• Textauszug
„Ich habe keine Antwort bekommen“

NAZITERROR Die ersten Zeugen im NSU-Ausschuss belegen die miese Zusammenarbeit der Sicherheitsbehörden

„Ein Trauerspiel, dass Sie förmlich um Daten betteln mussten“

CLEMENS BINNINGER (CDU), AUSSCHUSSMITGLIED

AUS BERLIN WOLF SCHMIDT

Drei Monate nach seiner Einsetzung hat der Untersuchungsausschuss des Bundestags zum Nationalsozialistischen Untergrund (NSU) seine ersten Zeugen befragt. Gleich mehrere der für die Ermittlungen in der Mordserie zuständigen Polizeibeamten und Staatsanwälte sollten am Donnerstag Rede und Antwort stehen. Dabei bestätigte sich die miese Zusammenarbeit zwischen Polizei und Verfassungsschutz.

Der ehemalige Leiter der damals in Nürnberg angesiedelten Soko „Bosporus“, Wolfgang Geier, beklagte sich, dass eine seiner Anfragen an den bayerischen Verfassungsschutz fast ein dreiviertel Jahr gedauert habe. „Das fand ich nicht normal“, sagte Geier dazu.

• Datenauszug
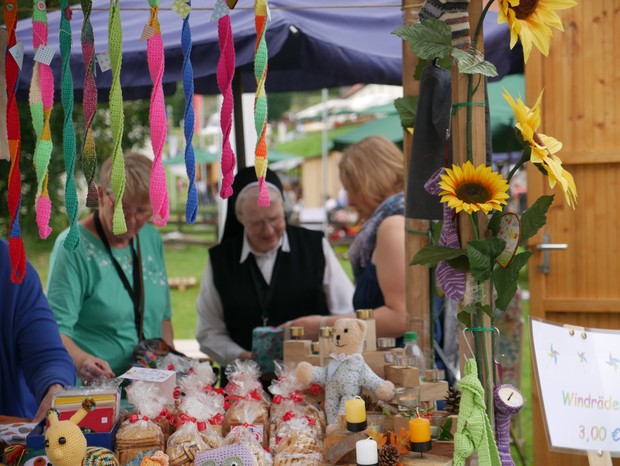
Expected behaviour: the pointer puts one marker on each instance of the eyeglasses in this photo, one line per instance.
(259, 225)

--

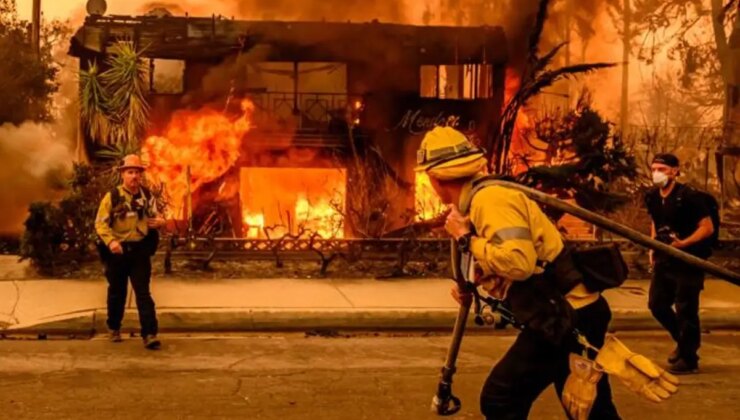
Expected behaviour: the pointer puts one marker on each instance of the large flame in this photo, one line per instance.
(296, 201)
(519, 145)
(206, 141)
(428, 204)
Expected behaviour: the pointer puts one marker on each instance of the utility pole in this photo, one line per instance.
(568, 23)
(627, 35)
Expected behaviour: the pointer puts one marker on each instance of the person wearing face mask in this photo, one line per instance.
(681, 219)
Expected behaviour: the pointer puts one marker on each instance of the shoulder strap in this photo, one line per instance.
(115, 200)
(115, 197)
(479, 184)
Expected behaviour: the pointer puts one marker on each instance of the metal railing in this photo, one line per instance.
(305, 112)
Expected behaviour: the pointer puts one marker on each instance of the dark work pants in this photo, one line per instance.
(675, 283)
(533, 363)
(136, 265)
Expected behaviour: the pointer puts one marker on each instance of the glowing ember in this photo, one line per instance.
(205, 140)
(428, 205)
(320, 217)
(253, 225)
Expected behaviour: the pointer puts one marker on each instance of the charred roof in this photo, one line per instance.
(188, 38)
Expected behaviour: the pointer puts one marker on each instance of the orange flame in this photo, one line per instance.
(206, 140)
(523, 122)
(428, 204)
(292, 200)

* * *

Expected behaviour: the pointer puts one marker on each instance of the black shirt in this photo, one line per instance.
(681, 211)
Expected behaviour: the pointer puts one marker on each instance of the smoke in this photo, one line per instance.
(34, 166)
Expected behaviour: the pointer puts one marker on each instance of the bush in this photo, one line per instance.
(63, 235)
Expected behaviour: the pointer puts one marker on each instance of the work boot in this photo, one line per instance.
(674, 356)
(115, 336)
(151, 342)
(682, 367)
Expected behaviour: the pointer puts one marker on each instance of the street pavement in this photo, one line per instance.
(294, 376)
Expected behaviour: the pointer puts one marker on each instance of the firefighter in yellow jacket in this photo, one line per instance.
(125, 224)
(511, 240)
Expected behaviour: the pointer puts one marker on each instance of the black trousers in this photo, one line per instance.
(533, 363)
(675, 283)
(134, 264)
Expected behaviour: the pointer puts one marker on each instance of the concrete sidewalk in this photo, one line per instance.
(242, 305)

• Arbeitsanweisungen
**1)** Bitte schreiben Sie aus dem Textauszug alles von „Der ehemalige Leiter“ bis hinunter zu „sagte Geier dazu.“ wortgetreu ab.
**2)** Wie lange hat laut Textauszug eine Anfrage von Wolfgang Geier an den bayerischen Verfassungsschutz gedauert?
Maßgeblich ist allein der Textauszug.

• Lösungen
**1)**
Der ehemalige Leiter der damals in Nürnberg angesiedelten Soko „Bosporus“, Wolfgang Geier, beklagte sich, dass eine seiner Anfragen an den bayerischen Verfassungsschutz fast ein dreiviertel Jahr gedauert habe. „Das fand ich nicht normal“, sagte Geier dazu.

**2)** Fast ein dreiviertel Jahr.